» Goals:
1. According to the passage about Leaf Space, in what year was the company founded?
2. Name every company mentioned in the passage about Leaf Space.
3. Based on the passage about Leaf Space, decide whether each statement is true, and support each yes or no with the exact words from the passage that settle it: (a) Leaf Space uses Google Cloud as its main cloud provider. (b) Leaf Space runs a network of 12 stations. (c) Half of Leaf Space's capacity goes to IoT application services.
───── Quoted passage
Gatens says a key unknown facing the industry is the scope of integration that providers will embrace. One of LEOcloud’s partners, Leaf Space, is a European ground station network provider currently leveraging Google Cloud as its main cloud provider.
Giovanni Pandolfi Bortoletto, Leaf Space's co-founder and chief strategy officer, says satellite operators are starting to use cloud services for commercial purposes. He notes that half of Leaf Space’s capacity is going to IoT application services, including Earth Observation, while the other half supports general access.
Founded in 2014, Leaf Space’s mission is to simplify space access with global infrastructure that satellite operators can use as a service. Currently the company operates a network of 10 Ground Station as a Service stations across Europe and New Zealand.
──────────
───── Source excerpt
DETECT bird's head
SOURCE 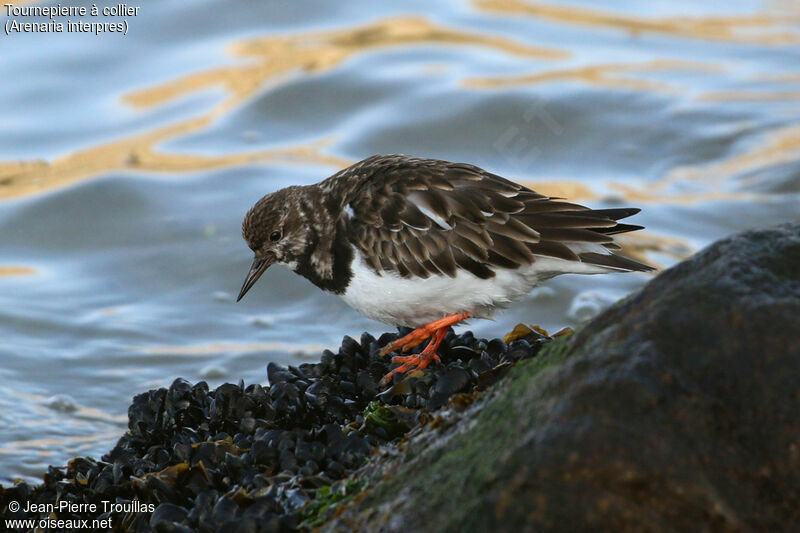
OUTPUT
[236,187,307,302]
──────────
» Answer set:
1. 2014

2. LEOcloud, Leaf Space, Google Cloud

3.
(a) Yes: "currently leveraging Google Cloud as its main cloud provider"
(b) No: "a network of 10 Ground Station as a Service stations"
(c) Yes: "half of Leaf Space’s capacity is going to IoT application services"